Where in the records does the word "Find" appear? Copy each line that holds it.

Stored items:
# # # # #

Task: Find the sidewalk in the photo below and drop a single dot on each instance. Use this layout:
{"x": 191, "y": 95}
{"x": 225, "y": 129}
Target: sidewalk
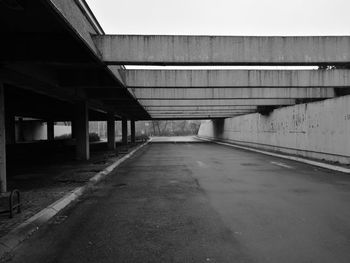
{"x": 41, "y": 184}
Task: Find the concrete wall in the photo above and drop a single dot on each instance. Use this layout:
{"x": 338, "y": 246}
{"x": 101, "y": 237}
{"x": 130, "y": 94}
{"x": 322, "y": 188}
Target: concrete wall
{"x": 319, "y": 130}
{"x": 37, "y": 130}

# # # # #

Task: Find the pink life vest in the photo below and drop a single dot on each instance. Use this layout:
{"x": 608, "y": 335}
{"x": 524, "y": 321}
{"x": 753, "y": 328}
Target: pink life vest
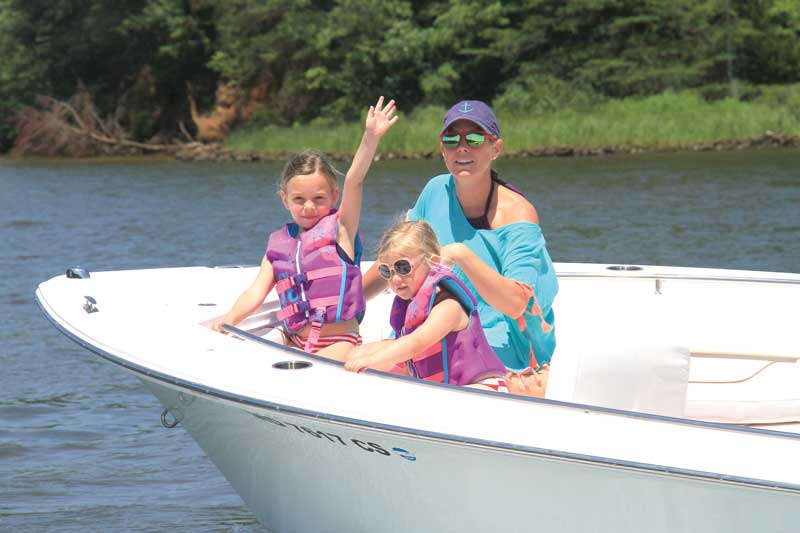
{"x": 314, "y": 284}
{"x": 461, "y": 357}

# # # # #

Exercise response »
Task: Find the sidewalk in the photo below and drop a single dot on each instance. Use this layout:
Task: Find the concrete wall in the photo above and drop a single dot on each instance. Use this layout:
Task: Find the pink life vest in the photo below and drop a single dot on each instance. Use this layout:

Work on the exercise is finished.